WHAT THE EXERCISE ASKS —
Only the lines from the one that contains "Where can you find the mud" through the end of the entries, both included, should be transcribed, exactly and without pictures.

[Saved entries]
★ ★ ★
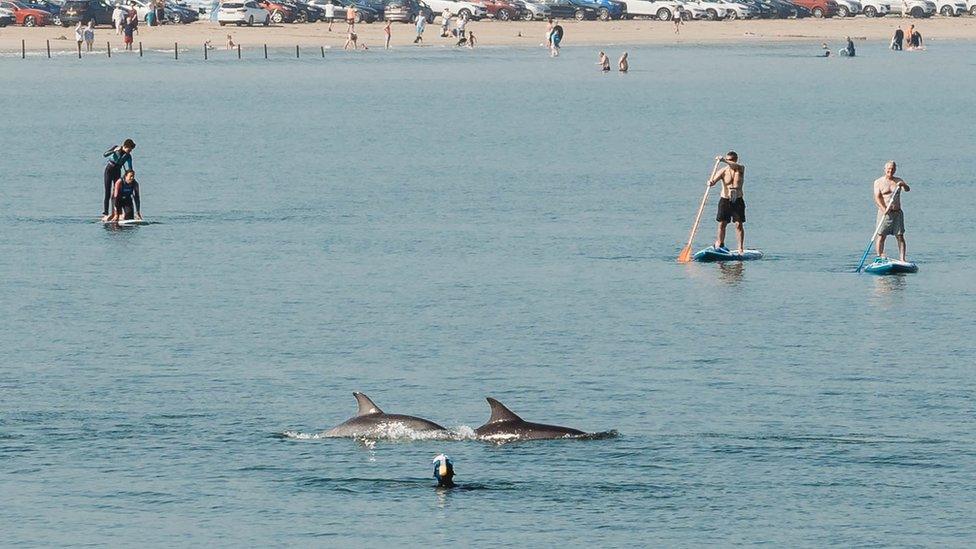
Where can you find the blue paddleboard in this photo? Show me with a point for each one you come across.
(885, 266)
(712, 253)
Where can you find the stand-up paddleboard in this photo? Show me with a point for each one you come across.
(126, 222)
(712, 253)
(885, 266)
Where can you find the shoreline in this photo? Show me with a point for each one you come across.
(497, 33)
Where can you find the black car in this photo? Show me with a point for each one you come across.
(83, 11)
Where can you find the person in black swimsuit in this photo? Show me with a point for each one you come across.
(126, 195)
(118, 157)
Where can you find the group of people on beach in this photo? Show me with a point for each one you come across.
(623, 65)
(912, 36)
(121, 197)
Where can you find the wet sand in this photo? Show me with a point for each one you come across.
(494, 33)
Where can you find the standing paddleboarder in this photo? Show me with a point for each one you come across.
(118, 157)
(888, 201)
(731, 205)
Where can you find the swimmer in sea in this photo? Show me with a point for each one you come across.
(444, 471)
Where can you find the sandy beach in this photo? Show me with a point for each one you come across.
(494, 33)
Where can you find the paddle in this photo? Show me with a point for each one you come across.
(877, 229)
(685, 255)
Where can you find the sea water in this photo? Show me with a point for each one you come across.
(432, 226)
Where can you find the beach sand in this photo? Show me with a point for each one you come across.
(496, 33)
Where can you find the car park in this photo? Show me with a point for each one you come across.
(875, 8)
(26, 16)
(950, 8)
(242, 13)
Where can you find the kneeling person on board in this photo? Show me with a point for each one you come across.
(126, 195)
(118, 157)
(731, 205)
(887, 201)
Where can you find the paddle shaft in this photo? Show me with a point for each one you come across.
(701, 207)
(877, 229)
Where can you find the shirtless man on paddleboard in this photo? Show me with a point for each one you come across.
(894, 221)
(731, 205)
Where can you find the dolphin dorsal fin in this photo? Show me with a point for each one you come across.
(366, 405)
(500, 413)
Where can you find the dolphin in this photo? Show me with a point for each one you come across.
(370, 420)
(504, 424)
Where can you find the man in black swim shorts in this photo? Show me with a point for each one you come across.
(732, 204)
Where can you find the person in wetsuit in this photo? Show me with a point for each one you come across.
(117, 158)
(126, 195)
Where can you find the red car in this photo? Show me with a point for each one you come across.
(819, 8)
(500, 9)
(26, 15)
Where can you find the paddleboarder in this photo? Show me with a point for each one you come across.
(731, 205)
(888, 202)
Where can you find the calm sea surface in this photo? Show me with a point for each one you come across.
(434, 226)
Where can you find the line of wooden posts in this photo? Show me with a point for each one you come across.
(176, 50)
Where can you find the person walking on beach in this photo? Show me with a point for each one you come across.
(79, 35)
(330, 14)
(118, 17)
(554, 40)
(885, 188)
(90, 36)
(118, 157)
(421, 25)
(897, 39)
(445, 23)
(731, 204)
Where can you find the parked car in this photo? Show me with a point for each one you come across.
(242, 13)
(75, 11)
(533, 10)
(405, 11)
(458, 8)
(875, 8)
(950, 8)
(502, 10)
(6, 17)
(917, 8)
(664, 10)
(819, 8)
(25, 15)
(48, 6)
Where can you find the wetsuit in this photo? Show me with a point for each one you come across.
(113, 171)
(127, 197)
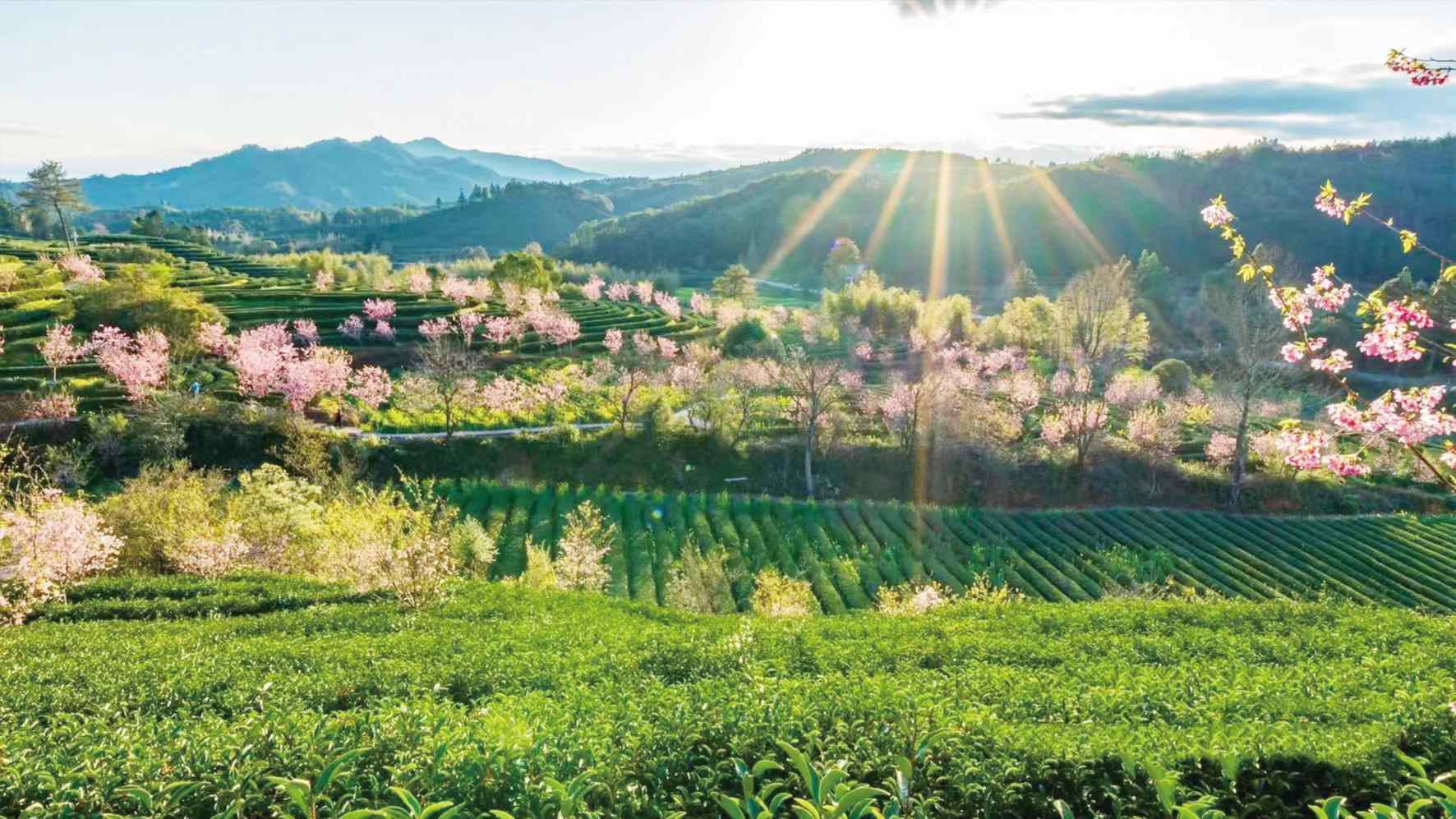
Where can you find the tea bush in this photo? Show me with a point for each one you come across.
(639, 711)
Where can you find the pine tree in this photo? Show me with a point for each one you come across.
(47, 190)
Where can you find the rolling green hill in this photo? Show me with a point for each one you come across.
(1059, 220)
(849, 550)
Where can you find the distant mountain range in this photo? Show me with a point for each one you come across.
(326, 175)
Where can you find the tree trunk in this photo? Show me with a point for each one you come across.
(1241, 449)
(66, 228)
(809, 462)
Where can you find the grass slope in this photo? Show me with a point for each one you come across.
(477, 702)
(850, 549)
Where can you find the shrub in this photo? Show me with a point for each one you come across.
(1173, 375)
(473, 547)
(909, 600)
(586, 539)
(539, 572)
(699, 582)
(166, 513)
(775, 596)
(48, 543)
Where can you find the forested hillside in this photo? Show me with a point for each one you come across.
(511, 217)
(1059, 220)
(325, 175)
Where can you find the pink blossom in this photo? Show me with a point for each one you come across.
(1329, 204)
(434, 329)
(456, 290)
(468, 322)
(643, 343)
(592, 292)
(139, 362)
(1216, 214)
(1053, 430)
(60, 348)
(670, 304)
(81, 269)
(306, 329)
(352, 328)
(1303, 449)
(213, 338)
(701, 304)
(503, 329)
(370, 386)
(56, 541)
(379, 309)
(1222, 449)
(1395, 336)
(51, 406)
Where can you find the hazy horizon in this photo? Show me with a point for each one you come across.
(663, 89)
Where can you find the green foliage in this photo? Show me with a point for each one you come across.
(1174, 375)
(982, 711)
(735, 284)
(136, 297)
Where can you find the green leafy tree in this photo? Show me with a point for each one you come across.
(735, 284)
(48, 190)
(843, 262)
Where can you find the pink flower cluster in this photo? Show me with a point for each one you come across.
(379, 309)
(139, 362)
(1329, 204)
(352, 328)
(1222, 449)
(1420, 73)
(1216, 214)
(670, 304)
(420, 283)
(592, 292)
(1395, 336)
(81, 269)
(1410, 416)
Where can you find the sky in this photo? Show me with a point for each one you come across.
(675, 86)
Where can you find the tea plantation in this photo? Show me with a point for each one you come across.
(848, 550)
(575, 704)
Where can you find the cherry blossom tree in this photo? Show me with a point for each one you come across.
(1397, 330)
(47, 543)
(816, 390)
(352, 328)
(60, 348)
(379, 309)
(446, 379)
(420, 283)
(139, 362)
(81, 269)
(592, 292)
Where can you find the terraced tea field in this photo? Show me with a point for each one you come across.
(249, 292)
(848, 550)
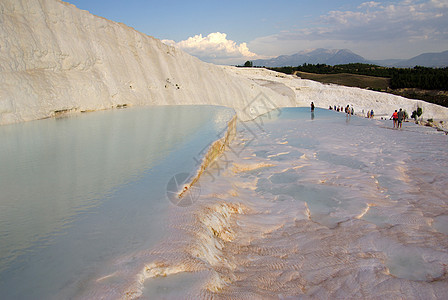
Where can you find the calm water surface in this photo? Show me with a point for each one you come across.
(79, 191)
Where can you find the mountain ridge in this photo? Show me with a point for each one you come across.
(346, 56)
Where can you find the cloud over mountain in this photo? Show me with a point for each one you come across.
(215, 48)
(375, 29)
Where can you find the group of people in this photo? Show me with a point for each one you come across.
(398, 118)
(347, 109)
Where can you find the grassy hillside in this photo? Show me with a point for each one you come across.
(353, 80)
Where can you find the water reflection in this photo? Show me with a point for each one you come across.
(317, 210)
(57, 172)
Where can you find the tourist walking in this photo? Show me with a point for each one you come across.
(394, 117)
(400, 118)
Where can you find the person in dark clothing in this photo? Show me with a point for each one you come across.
(400, 118)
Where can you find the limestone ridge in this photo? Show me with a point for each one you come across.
(56, 58)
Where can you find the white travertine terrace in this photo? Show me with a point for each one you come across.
(56, 58)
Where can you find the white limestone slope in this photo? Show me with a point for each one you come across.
(56, 58)
(325, 95)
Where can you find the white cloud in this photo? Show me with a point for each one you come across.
(375, 30)
(215, 48)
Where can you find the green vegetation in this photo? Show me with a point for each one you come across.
(248, 64)
(428, 84)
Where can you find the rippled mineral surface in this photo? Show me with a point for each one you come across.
(311, 206)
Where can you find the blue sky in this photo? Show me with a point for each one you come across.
(231, 32)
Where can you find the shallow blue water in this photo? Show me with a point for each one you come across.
(331, 207)
(323, 206)
(78, 191)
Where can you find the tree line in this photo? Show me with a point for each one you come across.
(417, 77)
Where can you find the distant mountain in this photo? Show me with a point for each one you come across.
(430, 60)
(314, 56)
(344, 56)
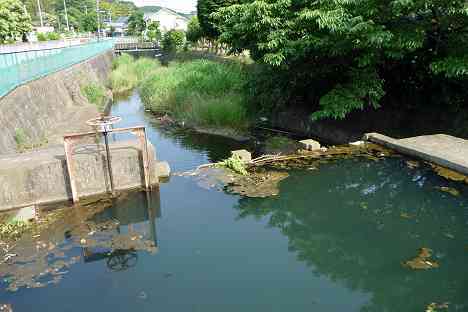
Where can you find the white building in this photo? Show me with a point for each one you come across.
(168, 19)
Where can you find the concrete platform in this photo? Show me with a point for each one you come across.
(441, 149)
(41, 177)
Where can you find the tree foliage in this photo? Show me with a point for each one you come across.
(351, 52)
(205, 9)
(14, 20)
(153, 32)
(194, 30)
(173, 41)
(80, 12)
(136, 24)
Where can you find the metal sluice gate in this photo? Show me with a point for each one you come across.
(104, 127)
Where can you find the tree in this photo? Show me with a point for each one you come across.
(194, 31)
(88, 23)
(350, 53)
(14, 20)
(173, 41)
(136, 24)
(205, 9)
(153, 33)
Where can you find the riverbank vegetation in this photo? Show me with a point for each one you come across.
(200, 93)
(95, 94)
(335, 57)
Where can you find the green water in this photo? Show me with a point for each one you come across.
(333, 240)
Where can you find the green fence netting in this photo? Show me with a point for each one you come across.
(21, 67)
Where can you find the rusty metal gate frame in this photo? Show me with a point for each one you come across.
(69, 141)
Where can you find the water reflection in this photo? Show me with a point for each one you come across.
(355, 223)
(113, 231)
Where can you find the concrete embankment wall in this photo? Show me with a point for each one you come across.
(47, 108)
(41, 177)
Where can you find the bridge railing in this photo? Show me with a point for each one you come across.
(18, 68)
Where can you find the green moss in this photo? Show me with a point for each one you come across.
(129, 73)
(201, 92)
(96, 94)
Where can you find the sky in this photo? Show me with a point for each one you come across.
(178, 5)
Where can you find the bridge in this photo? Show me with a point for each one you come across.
(21, 63)
(134, 44)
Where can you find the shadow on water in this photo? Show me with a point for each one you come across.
(356, 222)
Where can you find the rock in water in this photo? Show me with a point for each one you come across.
(243, 155)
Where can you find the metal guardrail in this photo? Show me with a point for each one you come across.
(17, 68)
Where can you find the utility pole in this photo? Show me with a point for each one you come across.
(66, 14)
(40, 12)
(98, 19)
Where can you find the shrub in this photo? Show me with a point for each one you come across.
(41, 37)
(202, 92)
(53, 36)
(128, 73)
(21, 139)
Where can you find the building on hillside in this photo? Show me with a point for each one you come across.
(168, 19)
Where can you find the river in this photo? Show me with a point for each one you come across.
(334, 239)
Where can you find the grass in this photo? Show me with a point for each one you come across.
(202, 93)
(128, 73)
(96, 94)
(23, 142)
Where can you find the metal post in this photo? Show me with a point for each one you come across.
(40, 12)
(66, 14)
(109, 165)
(98, 19)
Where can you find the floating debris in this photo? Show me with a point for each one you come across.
(413, 164)
(434, 307)
(449, 174)
(6, 308)
(260, 184)
(422, 261)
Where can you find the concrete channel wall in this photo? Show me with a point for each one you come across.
(441, 149)
(41, 177)
(47, 108)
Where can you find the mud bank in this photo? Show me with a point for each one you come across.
(392, 120)
(45, 109)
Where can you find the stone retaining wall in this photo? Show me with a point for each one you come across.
(41, 177)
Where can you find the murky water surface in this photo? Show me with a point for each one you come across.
(335, 239)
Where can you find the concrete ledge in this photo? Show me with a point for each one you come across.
(41, 177)
(441, 149)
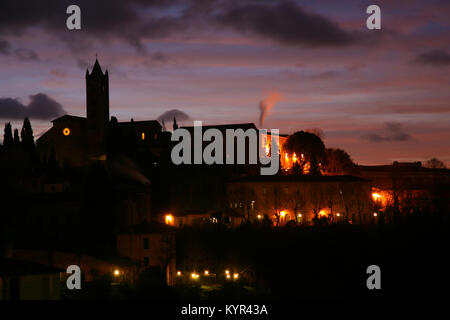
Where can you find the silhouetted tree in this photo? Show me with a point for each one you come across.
★ ★ ★
ANSWER TO THE EXERCISE —
Where can you find the mud bank in this photo? Show me with a point for each one you come across.
(392, 120)
(45, 109)
Where can you find the stone retaining wall in this photo? Show me with a point for each one you come across.
(41, 177)
Where can you find the murky water surface in this photo? Show me with a point for each one you come across.
(335, 239)
Where can you find the concrete ledge in this photo? Show me with a point for each one you come across.
(41, 177)
(441, 149)
Where can you find the silhouetted tree in this photo? Show me with a point for each one you come across.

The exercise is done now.